Letters to Children by C. S. Lewis, edited by Lyle W. Dorsett and Marjorie Lamp Mead (Touchstone, 1985)
For a man whose primary experience with children was that he had once been one himself, C. S. Lewis does a remarkable job of writing to them with the respect due to their intelligence and wisdom. He talks down to them only a very little—and frankly, from the heights of his intellect, there's no other way to talk with almost anyone, of any age, but down. This collection of letters, written mostly to admirers of his Narnia books, on both sides of the Atlantic, contains both information and wisdom I've not seen elsewhere in his writings.
My first quotation is from the rather long introductory material, and sheds light on some of the restrictions imposed on children in olden times. We shake our heads, but we who live in the age of vaccines and antibiotics have no right to laugh.
[The lives of Jack Lewis and his brother Warren] were remarkably like the lives of children today—with one major exception: when it rained, which it did often in Belfast, the Lewis brothers were not allowed outside. This rain-time restriction was the result of the danger of tuberculosis, a disease dreadfully more serious in the early 1900s than it is now. Keeping children warm and dry was a parent's best defense against the threat. (pp. 10-11)
Where I grew up the great thing was Halloween.... There was always a slightly eerie, spooky feeling mixed with games, events, and various kinds of fortune telling—not a good night on which to walk through a churchyard. (Tho' in fact Irish people, believing in both, are much more afraid of fairies than of ghosts.) (p. 37)

* _Goal of the exercise_: Carry the review of Letters to Children forward from the point where it stops. The entries that come next are separate material, not part of the review of Letters to Children.

* _Record excerpts_:
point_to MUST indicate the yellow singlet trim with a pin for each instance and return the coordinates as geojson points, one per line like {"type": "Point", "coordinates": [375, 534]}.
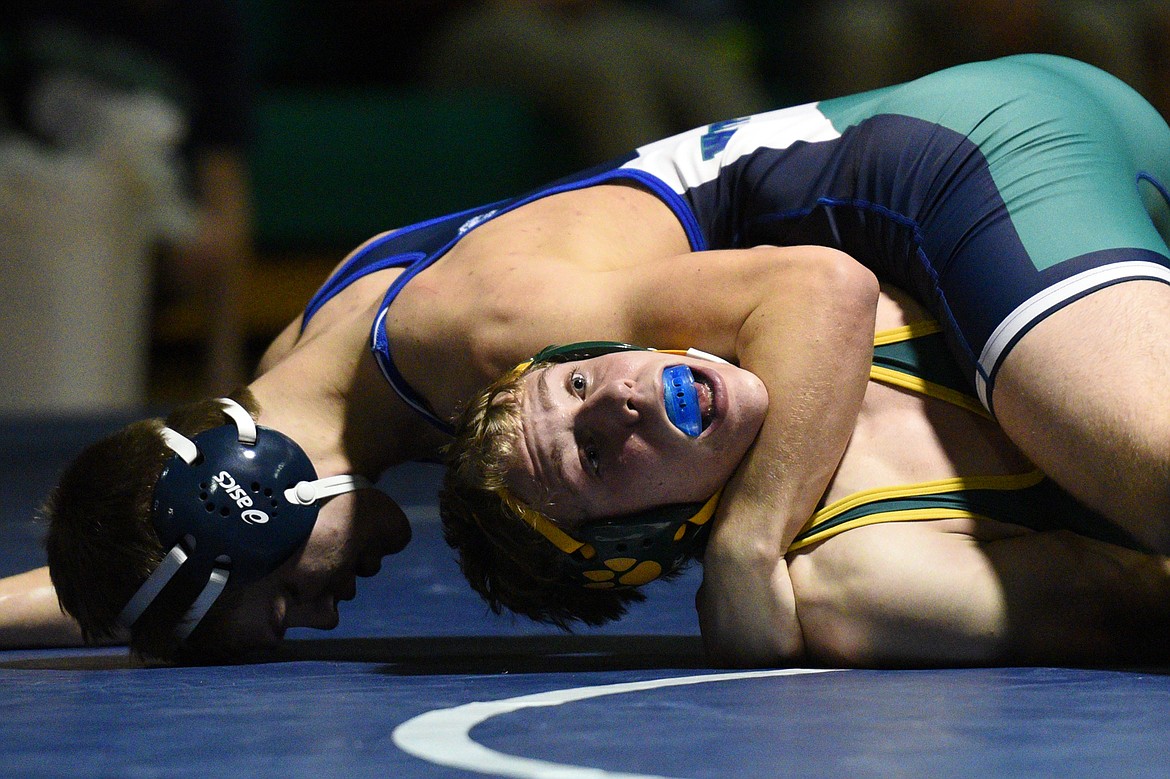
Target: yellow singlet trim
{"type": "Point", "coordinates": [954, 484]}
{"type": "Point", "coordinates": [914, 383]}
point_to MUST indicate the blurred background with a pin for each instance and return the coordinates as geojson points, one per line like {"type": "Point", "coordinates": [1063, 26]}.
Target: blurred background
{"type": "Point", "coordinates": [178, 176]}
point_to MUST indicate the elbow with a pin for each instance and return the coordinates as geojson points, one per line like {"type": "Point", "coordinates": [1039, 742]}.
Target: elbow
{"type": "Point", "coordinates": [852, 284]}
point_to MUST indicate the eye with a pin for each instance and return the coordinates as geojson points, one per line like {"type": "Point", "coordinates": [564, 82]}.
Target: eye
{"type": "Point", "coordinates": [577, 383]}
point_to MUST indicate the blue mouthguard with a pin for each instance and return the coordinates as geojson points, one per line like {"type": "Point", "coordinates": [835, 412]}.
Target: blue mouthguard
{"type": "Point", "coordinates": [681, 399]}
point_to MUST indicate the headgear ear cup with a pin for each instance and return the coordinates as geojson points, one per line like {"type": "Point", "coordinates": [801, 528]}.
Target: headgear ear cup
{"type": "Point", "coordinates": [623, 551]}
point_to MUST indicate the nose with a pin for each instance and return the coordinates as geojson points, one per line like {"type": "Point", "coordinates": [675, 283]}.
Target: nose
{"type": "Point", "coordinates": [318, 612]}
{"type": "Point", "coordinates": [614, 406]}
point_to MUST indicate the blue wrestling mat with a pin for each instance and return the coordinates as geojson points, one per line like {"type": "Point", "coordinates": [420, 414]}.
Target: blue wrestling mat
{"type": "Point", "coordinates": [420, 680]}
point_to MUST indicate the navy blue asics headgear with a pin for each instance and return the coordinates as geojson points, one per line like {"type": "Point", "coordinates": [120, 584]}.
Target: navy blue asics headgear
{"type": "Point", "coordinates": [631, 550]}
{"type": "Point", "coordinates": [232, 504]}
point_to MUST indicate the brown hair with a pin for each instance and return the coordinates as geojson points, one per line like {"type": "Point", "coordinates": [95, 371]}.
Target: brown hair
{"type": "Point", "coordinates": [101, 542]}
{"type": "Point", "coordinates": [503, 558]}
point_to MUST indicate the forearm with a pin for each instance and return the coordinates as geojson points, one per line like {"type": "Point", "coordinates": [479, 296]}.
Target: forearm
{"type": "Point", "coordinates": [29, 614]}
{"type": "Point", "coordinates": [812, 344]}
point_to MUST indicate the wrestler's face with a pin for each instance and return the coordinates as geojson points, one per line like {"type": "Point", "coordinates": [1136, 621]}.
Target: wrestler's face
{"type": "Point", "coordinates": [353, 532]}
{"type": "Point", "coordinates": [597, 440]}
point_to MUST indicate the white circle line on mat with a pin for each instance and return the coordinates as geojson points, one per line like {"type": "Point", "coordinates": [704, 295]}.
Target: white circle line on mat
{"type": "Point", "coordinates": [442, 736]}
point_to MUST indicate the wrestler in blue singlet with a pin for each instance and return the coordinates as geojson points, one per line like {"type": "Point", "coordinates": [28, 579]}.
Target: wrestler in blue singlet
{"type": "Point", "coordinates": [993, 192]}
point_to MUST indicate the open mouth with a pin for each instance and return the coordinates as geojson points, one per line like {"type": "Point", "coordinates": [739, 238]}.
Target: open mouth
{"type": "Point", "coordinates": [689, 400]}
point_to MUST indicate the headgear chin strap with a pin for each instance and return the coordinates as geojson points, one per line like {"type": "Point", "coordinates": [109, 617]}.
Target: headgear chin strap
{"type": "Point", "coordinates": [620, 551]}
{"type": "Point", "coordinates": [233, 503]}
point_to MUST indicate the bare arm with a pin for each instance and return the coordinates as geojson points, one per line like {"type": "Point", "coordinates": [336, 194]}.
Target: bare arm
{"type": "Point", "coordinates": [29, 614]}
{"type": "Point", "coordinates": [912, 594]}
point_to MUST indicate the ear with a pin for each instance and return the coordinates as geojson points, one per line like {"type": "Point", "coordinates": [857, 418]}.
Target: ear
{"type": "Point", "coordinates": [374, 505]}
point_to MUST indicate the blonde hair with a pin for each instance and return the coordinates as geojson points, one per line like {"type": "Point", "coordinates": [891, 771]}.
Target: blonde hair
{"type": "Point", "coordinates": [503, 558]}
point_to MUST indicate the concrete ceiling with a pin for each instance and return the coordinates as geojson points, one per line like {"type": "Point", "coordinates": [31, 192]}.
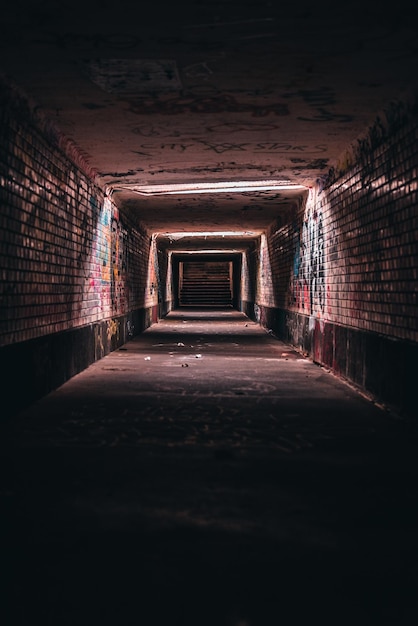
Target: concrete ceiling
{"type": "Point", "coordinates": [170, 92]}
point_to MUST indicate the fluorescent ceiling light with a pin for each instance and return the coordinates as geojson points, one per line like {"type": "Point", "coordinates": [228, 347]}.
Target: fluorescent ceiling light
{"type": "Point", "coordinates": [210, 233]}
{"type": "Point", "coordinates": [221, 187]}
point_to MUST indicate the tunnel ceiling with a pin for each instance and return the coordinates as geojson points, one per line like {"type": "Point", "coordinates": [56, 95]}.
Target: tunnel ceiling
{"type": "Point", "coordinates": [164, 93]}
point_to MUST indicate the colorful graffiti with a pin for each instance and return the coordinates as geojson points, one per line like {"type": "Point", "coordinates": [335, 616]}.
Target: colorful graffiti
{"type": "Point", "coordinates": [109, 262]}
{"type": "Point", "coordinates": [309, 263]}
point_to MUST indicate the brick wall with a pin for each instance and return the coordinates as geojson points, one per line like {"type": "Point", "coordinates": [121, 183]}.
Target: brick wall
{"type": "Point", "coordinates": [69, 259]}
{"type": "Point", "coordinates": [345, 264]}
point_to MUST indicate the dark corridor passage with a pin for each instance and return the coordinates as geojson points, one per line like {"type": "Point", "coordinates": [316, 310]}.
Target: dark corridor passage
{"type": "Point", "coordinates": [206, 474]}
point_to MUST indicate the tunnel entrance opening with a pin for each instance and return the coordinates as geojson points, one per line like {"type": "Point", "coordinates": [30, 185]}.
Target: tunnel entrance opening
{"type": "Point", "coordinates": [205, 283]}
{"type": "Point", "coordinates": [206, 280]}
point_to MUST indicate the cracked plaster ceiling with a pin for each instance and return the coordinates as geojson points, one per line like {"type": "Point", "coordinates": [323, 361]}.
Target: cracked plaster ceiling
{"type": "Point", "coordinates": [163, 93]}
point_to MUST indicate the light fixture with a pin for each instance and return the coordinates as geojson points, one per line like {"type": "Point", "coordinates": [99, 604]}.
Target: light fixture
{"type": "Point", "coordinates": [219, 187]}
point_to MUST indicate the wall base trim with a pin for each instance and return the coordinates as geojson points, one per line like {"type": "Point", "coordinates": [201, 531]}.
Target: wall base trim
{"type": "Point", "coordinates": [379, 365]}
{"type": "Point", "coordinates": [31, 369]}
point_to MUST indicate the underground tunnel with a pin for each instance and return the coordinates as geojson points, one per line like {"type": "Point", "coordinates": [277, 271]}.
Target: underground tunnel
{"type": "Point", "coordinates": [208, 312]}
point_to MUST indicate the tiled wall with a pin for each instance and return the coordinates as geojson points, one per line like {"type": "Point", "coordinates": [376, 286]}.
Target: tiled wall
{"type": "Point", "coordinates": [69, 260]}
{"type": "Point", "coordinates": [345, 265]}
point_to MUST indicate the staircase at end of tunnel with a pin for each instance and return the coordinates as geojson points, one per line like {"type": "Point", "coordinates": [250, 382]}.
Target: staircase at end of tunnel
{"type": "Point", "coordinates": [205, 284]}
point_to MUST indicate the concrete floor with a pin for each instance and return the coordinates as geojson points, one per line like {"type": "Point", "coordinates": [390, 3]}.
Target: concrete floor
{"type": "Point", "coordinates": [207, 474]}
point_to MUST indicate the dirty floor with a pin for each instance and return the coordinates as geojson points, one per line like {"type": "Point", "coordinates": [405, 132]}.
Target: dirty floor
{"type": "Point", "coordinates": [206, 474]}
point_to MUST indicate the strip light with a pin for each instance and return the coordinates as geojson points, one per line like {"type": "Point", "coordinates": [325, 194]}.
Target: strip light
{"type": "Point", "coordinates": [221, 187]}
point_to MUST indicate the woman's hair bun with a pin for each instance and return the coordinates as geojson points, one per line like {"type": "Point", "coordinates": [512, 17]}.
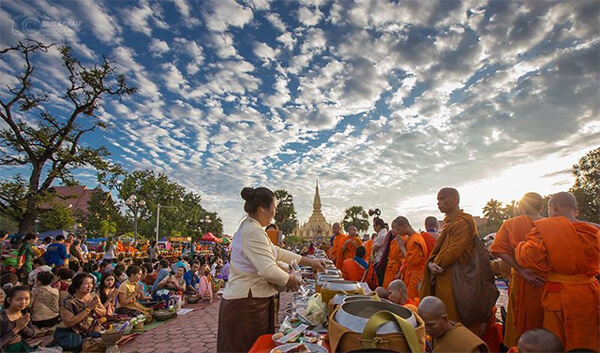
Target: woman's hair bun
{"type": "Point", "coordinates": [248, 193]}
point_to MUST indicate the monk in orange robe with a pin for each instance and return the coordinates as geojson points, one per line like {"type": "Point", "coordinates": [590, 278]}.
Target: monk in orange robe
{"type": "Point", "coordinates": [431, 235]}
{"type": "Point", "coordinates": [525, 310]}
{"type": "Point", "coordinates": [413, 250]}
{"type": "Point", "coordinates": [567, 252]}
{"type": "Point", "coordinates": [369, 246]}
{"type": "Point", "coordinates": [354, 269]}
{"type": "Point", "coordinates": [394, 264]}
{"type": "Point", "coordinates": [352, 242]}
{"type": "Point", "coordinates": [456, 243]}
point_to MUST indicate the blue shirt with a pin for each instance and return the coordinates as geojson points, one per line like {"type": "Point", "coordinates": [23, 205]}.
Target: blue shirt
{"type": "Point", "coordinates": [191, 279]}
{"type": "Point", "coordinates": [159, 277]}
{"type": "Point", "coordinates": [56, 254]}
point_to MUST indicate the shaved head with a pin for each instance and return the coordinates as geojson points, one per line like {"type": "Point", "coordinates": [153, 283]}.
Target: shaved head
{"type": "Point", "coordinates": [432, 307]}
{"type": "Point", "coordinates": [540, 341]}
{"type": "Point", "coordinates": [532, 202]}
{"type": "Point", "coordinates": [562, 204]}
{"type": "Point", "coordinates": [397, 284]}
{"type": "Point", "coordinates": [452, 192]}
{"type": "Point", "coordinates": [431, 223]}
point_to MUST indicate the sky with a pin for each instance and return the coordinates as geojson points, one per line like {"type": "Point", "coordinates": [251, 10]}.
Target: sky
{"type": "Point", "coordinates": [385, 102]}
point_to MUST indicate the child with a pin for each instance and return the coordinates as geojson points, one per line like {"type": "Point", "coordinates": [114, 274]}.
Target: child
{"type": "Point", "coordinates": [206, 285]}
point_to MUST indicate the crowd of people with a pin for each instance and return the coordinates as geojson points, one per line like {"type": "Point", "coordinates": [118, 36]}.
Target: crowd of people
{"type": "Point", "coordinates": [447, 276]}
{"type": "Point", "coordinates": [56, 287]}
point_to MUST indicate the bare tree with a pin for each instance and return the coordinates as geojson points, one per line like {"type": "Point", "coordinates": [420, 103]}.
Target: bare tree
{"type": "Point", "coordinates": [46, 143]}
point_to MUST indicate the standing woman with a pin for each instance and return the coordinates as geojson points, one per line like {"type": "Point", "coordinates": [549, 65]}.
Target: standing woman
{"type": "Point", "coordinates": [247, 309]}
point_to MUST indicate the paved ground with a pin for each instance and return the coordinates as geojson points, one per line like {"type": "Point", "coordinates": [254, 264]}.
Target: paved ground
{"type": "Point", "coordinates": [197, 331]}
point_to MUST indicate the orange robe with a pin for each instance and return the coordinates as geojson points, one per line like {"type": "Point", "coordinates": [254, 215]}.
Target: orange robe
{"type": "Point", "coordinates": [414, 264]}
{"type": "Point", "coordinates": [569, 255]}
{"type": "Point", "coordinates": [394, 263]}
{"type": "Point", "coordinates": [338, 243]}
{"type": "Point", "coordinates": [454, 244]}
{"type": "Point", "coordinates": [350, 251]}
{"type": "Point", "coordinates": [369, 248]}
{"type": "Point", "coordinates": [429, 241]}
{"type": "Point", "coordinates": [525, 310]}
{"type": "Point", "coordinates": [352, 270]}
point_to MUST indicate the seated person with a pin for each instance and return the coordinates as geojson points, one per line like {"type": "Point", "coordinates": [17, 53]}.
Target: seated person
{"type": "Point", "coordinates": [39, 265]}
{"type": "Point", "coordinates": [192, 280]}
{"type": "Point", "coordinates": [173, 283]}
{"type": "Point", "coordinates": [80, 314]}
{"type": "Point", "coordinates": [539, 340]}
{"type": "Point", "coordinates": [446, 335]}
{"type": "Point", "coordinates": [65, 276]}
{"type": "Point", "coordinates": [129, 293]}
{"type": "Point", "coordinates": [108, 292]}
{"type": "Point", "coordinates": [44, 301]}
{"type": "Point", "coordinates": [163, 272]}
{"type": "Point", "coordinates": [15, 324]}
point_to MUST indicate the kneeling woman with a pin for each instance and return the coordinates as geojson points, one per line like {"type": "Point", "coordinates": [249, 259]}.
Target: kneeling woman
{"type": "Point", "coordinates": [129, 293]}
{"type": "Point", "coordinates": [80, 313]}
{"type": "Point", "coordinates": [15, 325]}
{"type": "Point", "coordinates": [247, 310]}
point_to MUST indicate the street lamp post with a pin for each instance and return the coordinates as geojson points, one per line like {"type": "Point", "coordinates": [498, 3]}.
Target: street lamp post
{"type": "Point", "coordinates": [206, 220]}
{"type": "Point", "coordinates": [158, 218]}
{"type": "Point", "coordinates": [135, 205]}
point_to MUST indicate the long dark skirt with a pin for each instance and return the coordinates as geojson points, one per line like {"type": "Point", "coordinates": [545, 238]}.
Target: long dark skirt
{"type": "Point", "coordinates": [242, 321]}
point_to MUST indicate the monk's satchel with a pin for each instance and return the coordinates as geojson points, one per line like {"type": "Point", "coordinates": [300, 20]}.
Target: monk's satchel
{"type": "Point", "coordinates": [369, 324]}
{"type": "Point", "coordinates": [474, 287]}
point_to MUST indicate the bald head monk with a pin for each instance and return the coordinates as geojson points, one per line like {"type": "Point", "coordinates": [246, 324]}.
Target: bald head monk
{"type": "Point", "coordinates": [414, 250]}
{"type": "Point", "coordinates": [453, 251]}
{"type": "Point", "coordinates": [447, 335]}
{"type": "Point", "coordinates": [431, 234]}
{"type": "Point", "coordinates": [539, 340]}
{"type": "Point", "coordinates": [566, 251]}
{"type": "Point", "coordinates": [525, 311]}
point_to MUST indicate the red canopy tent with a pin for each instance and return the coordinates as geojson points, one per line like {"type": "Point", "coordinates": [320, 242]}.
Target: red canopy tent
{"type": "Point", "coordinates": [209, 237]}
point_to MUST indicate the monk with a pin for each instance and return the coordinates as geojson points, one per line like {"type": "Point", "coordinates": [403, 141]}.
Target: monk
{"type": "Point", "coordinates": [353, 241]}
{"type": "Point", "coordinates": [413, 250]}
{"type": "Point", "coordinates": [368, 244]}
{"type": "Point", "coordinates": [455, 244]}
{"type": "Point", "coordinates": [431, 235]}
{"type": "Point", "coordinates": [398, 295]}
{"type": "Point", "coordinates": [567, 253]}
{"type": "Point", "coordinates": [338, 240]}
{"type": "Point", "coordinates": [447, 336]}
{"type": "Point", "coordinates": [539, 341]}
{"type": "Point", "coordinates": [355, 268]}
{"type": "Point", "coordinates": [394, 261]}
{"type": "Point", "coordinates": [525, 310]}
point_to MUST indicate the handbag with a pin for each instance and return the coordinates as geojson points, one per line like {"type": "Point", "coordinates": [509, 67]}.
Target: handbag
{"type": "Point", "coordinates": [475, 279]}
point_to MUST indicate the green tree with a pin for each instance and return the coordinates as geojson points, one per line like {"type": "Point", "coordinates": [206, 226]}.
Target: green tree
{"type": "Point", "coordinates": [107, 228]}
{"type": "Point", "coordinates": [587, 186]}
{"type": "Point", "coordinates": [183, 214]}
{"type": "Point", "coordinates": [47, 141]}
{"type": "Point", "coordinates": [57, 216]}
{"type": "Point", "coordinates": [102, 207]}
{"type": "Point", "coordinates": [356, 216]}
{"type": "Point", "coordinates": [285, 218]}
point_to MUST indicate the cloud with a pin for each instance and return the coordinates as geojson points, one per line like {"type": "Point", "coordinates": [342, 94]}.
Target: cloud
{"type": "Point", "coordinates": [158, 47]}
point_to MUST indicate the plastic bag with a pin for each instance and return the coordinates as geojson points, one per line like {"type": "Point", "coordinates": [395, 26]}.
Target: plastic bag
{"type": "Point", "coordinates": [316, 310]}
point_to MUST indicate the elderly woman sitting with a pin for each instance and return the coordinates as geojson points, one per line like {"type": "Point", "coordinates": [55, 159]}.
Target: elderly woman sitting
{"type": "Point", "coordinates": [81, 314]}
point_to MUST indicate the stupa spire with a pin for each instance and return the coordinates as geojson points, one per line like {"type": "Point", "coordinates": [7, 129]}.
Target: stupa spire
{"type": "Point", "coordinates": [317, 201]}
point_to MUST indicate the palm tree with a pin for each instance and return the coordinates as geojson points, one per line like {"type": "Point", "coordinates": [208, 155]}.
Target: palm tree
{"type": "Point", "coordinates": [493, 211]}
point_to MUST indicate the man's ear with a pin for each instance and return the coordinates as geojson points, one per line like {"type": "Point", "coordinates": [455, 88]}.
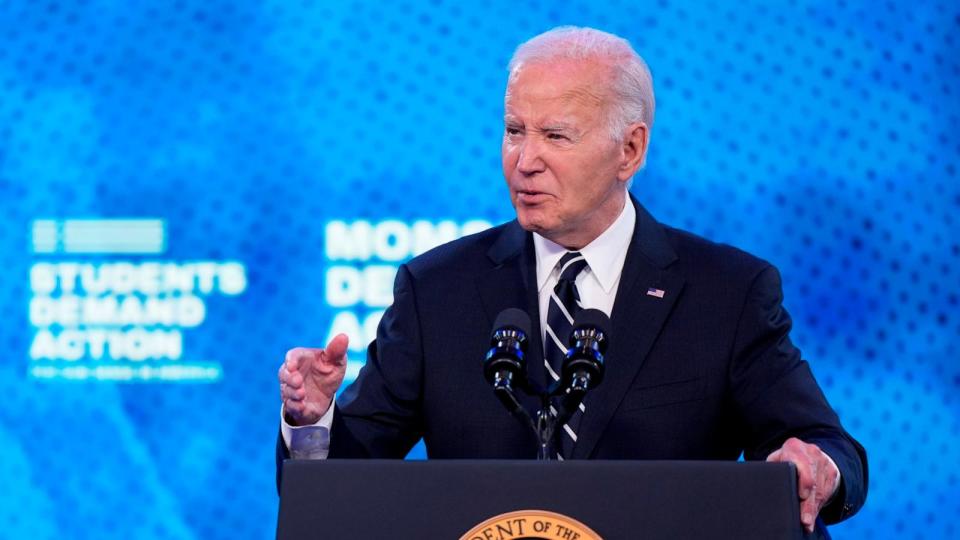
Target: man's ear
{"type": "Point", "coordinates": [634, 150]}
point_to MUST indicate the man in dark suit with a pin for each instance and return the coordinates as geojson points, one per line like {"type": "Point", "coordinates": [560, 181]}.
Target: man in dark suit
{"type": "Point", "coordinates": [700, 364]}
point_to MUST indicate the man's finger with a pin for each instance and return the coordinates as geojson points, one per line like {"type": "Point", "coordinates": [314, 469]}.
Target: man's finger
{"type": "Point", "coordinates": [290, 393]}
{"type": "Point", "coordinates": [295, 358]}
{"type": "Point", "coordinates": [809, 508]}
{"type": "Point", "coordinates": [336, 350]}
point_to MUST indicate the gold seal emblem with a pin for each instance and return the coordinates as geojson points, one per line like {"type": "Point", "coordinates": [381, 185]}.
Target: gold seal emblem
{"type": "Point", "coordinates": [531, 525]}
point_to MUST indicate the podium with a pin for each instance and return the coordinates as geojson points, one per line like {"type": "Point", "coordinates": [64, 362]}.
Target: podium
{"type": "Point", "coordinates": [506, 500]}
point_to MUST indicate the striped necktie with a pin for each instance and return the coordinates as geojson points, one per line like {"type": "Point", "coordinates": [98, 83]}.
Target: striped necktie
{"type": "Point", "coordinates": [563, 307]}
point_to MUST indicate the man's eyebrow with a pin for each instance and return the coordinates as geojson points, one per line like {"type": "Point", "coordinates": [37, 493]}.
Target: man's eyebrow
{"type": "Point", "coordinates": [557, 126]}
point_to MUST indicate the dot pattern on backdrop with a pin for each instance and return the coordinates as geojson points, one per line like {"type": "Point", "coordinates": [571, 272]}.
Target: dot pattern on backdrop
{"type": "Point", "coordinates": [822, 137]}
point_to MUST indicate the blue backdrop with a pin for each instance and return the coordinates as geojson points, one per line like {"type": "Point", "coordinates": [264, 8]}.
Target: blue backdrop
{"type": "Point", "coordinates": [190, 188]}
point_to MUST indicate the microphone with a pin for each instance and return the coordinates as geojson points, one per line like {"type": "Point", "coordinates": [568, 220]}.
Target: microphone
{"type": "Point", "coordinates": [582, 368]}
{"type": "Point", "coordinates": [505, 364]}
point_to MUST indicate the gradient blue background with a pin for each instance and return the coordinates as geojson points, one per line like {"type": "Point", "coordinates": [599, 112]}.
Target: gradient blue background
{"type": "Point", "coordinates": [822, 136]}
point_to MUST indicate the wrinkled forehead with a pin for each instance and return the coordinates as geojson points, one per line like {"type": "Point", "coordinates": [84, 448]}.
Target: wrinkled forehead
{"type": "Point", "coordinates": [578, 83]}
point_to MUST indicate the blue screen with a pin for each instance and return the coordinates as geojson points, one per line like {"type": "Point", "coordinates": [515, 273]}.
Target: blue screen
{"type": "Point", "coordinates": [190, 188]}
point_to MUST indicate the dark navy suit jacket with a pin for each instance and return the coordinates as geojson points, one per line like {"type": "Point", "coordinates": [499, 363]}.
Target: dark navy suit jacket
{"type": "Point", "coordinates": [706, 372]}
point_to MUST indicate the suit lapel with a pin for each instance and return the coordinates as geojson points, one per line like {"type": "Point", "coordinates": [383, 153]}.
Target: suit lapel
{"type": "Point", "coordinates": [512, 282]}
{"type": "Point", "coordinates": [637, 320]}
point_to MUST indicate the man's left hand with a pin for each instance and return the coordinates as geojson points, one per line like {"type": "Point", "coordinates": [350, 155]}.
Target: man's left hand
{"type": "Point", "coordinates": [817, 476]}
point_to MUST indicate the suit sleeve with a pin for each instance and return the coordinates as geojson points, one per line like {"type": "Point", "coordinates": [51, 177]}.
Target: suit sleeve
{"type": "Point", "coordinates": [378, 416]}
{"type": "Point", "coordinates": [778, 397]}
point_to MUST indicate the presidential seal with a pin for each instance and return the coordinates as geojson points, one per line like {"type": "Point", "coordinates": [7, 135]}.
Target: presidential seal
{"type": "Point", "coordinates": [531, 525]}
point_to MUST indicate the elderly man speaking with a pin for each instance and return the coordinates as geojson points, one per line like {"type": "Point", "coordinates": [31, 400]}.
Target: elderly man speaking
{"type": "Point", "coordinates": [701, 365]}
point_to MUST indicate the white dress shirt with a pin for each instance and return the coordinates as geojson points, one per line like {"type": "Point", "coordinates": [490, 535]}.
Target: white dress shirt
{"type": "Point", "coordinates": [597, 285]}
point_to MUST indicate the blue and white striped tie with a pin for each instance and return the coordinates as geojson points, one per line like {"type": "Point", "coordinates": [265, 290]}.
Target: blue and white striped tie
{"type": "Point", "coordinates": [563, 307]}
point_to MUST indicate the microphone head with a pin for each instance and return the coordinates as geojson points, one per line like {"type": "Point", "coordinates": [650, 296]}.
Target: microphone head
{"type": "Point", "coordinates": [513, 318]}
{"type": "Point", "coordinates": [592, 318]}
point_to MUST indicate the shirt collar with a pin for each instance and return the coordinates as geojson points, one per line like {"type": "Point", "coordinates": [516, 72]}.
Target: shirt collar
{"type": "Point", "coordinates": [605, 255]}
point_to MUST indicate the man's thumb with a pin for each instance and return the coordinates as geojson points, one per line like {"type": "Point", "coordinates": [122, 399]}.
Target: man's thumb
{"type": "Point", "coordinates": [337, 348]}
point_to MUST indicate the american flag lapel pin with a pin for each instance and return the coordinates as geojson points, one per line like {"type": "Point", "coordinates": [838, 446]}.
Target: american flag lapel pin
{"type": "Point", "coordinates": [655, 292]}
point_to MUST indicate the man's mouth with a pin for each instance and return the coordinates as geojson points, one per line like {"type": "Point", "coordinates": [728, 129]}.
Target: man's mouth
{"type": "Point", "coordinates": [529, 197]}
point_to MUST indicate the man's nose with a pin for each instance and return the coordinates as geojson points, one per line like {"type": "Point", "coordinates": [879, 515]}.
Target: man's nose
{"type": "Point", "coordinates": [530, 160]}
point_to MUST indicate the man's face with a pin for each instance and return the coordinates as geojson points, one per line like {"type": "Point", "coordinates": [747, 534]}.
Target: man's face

* _Answer_:
This astonished me, and makes me feel better about what I had thought was an inconsistency in the Harry Potter books. I had never been able to figure out why Hallowe'en figures so prominently in them, while Guy Fawkes's Day is neglected. I was relying on a friend from Heather's first grade days, who had recently moved here from England, and couldn't understand "this strange American holiday, Hallowe'en." I know now that, at least in some parts of the United Kingdom, the holiday was well established long before J. K. Rowling was born.
I've never seen Aida, but I've known the music since I was a small boy: and how good it is. It's rather the fashion over here now amongst the musical snobs to look down their noses when Verdi is mentioned and talk about the "cheapness of his thematic material." What they really mean is that Verdi could write tunes and they can't! (p. 48)
The [Narnia] books don't tell us what happened to Susan. She is left alive in this world at the end, having by then turned into a rather silly, conceited young woman. But there is plenty of time for her to mend, and perhaps she will get to Aslan's country in the end—in her own way. (p. 67)
I think I agree with your order for reading the [Narnia] books [chronologically] more than with your mother's [in publication order]. (p. 68)
I've said it before: Lewis may be the author, but I think he's wrong. It's much more powerful to read The Magician's Nephew after The Lion, the Witch, and the Wardrobe, looking backwards and discovering, for example, the origin of the Wardrobe and the Lamp Post.
Provided the thing is in itself right, the more one likes it and the less one has to "try to be good," the better. A perfect man would never act from sense of duty; he'd always want the right thing more than the wrong one. Duty is only a substitute for love (of God and of other people), like a crutch, which is a substitute for a leg. Most of us need the crutch at times; but of course it's idiotic to use the crutch when our own legs (our own loves, tastes, habits etc.) can do the journey on their own! (p. 72)
The following is for all my teacher friends, especially the university math professor who knows how true this is!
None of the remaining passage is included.